## TASK BRIEF
Rewrite the records below from the line that contains "In this exercise you will mark the horizon" through the end of the records, replacing "thickest" with "widest" and leaving everything else unchanged.

***** DATASET CONTENT *****

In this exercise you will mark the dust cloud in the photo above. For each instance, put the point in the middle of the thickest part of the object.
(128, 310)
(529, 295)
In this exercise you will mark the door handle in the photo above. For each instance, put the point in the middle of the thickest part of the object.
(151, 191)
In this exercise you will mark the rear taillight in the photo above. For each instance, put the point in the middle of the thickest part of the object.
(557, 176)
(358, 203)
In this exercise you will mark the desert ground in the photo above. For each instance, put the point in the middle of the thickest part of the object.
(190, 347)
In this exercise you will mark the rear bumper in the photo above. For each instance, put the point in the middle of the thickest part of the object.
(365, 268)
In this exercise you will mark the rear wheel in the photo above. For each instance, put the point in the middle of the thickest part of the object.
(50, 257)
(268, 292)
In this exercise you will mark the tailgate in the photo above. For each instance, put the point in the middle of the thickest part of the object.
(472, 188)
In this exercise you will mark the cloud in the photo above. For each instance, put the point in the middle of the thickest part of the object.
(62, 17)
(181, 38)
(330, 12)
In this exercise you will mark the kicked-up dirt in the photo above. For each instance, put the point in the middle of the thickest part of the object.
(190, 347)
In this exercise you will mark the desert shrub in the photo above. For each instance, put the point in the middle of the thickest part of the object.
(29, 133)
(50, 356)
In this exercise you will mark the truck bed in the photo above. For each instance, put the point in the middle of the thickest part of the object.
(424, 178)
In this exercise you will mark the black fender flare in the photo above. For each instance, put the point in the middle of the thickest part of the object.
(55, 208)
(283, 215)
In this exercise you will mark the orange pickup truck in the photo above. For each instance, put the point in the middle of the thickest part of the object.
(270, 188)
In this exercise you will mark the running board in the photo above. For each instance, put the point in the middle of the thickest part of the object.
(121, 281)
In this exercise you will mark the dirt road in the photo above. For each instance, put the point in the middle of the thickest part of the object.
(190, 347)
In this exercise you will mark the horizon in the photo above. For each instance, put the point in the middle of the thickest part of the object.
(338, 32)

*****

## SOLUTION TO THE EXERCISE
In this exercise you will mark the horizon in the photo above. For each instance, put the point in the middle of the widest part of the object.
(338, 32)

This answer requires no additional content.